Your tasks ::
a) Summarize the passage on radiation and space station food in two sentences.
b) Extend the passage on radiation and space station food, continuing after its final sentence.

If you work on the space station, the amount of radiation is even higher. Scientists have a good idea of how much radiation people receive on the space station, and have instruments that determine radiation dose, so space travelers typically limit their stay to less than a year. NASA, concerned that the radiation on the space station might be damaging the nutritional value of food, asked Texas A&M nuclear engineers to calculate the damage caused by radiation to vitamin molecules in space station food packaging. Using a worst-case scenario, assuming that if a cosmic ray hit a vitamin molecule it would inactivate it, the result of the calculation was that any change produced by radiation would be trivial compared to the changes that occur due to storage in a radiation-free warehouse. In fact, most of the time the vitamin molecule will not be damaged.

However, out of that continuing abundance of caution, Texas A&M nuclear engineers were asked to help test the effects of radiation of food. The researchers exposed NASA food packages to high levels of radiation many times what it would be exposed to in space and found only minor changes. Eventually, food packages were sent to the space station and identical packages were placed in refrigerated storage on the ground. After more than a year, the food was analyzed to see if any nutrients had been lost. The same amount of loss occurred whether the food had been stored in space or on the ground.

Raw data ::
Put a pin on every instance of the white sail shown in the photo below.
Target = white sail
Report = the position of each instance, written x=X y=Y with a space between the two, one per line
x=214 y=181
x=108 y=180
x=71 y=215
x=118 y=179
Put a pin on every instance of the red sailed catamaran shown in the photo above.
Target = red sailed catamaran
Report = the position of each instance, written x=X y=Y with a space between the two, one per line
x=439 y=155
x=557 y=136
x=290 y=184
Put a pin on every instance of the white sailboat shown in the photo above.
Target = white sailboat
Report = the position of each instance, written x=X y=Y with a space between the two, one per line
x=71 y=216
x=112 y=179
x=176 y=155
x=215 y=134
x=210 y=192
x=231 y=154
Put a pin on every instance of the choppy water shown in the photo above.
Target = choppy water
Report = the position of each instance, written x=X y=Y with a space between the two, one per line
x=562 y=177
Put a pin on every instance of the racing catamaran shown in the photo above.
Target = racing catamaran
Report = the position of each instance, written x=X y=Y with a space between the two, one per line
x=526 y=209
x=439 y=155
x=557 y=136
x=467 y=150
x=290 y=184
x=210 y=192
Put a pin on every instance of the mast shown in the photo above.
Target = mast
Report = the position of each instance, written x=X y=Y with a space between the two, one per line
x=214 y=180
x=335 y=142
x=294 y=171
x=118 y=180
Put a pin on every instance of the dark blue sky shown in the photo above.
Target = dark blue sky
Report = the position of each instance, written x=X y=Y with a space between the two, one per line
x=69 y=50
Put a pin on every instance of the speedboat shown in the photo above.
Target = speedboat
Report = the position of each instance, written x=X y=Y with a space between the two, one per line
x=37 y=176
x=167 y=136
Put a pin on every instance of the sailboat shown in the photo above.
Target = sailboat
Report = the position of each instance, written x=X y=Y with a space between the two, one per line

Results by task ::
a) NASA had Texas A&M nuclear engineers calculate how radiation on the space station damages vitamin molecules in food packaging, and even a worst-case calculation found the effect trivial compared with changes from storage in a radiation-free warehouse. In tests, packages exposed to far more radiation than they would meet in space showed only minor changes, and food kept on the station for more than a year lost the same amount of nutrients as identical packages refrigerated on the ground.

b)
Every day we encounter some form of radioactivity in the air around us, water and food we take in, the earth we walk on, and the products we purchase and use. Beyond the use of radiation to diagnose disease and treat cancer, few people are aware of the many beneficial applications of nuclear technology, and the research currently taking place to further improve our lives. Texas A&M Nuclear Engineers are leading the way to helping the world safely use this resource for its many benefits.